:: YOUR INSTRUCTIONS ::
Lines that contain "below" are to be copied from the material, every one of them.
(THE DATA)
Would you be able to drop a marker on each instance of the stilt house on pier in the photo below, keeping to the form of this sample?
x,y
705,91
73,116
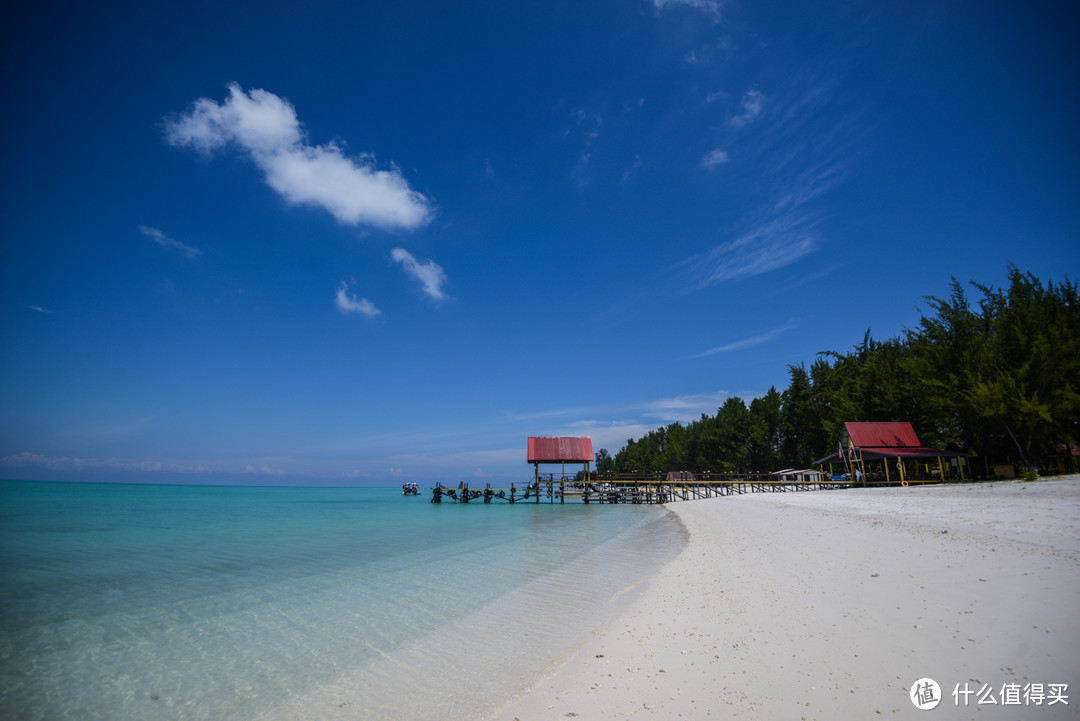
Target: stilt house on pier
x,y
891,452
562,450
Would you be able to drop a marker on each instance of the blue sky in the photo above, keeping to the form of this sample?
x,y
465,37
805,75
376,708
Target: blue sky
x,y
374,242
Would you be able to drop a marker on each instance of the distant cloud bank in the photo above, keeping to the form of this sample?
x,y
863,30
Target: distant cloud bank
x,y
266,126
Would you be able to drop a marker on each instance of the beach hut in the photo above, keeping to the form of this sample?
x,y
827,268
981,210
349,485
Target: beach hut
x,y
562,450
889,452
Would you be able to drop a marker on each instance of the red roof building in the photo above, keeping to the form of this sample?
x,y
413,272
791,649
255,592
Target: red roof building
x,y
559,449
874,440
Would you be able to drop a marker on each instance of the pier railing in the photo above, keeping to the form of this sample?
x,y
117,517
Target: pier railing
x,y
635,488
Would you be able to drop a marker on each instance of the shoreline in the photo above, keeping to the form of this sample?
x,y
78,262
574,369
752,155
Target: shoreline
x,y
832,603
(End THE DATA)
(THE DATA)
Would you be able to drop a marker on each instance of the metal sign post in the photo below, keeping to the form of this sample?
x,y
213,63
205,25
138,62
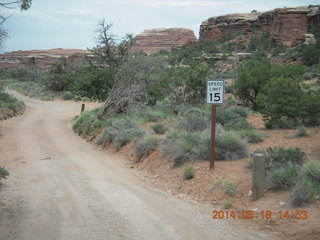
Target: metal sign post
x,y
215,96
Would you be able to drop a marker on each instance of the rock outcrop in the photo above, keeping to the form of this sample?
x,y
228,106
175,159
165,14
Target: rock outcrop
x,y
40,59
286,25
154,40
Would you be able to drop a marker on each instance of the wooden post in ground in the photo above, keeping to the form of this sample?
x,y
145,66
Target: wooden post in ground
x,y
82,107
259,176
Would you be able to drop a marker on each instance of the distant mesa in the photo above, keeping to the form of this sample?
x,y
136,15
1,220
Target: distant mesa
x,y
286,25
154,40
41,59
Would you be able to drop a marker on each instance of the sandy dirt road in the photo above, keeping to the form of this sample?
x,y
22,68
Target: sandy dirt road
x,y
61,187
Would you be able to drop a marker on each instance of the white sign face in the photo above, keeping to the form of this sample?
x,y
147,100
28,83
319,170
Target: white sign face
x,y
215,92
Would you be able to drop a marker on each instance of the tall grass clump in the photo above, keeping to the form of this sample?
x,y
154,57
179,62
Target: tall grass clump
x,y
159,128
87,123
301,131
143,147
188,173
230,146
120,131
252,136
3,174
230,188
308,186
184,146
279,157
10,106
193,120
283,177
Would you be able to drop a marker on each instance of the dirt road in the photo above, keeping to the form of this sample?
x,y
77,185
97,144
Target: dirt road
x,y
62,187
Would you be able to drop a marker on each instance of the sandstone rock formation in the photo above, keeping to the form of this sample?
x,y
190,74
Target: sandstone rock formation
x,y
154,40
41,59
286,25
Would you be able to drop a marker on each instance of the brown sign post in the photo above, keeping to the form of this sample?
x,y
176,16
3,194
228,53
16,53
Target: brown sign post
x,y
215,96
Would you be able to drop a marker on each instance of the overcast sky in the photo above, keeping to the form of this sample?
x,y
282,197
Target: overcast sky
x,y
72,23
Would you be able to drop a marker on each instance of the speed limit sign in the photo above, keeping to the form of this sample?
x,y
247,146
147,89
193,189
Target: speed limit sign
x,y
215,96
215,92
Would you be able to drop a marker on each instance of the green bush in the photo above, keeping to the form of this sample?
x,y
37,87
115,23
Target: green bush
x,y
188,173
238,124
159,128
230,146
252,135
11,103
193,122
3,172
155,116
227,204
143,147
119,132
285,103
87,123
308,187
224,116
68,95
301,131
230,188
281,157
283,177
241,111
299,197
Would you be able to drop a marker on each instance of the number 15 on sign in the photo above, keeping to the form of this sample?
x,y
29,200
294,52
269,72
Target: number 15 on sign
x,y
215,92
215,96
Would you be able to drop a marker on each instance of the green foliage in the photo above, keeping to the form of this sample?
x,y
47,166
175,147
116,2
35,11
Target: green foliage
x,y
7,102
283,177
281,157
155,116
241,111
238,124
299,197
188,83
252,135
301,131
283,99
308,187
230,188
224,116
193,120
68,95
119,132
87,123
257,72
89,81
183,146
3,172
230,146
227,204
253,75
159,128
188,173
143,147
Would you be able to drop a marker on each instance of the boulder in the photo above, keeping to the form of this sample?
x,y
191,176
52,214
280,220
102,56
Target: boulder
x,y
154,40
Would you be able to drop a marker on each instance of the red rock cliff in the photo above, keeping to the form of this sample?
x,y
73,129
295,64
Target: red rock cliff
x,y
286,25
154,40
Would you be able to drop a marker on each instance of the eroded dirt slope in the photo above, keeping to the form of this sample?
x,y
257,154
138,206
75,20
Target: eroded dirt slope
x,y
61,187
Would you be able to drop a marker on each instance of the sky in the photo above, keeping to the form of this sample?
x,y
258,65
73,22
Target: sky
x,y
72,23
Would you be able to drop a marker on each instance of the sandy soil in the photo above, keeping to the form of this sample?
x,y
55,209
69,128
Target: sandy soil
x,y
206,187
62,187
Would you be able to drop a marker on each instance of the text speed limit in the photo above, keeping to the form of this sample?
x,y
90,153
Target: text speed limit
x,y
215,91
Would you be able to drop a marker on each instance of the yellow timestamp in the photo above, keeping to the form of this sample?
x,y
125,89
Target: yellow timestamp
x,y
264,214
(End THE DATA)
:: RESPONSE TO THE EXERCISE ::
Would you be able to drop a marker on each instance of the stilt house on pier in the photo below, keeping to the form of this sample?
Would you be able to drop a marker on each instance of the metal sign post in the photo below, keeping to the form of this sample?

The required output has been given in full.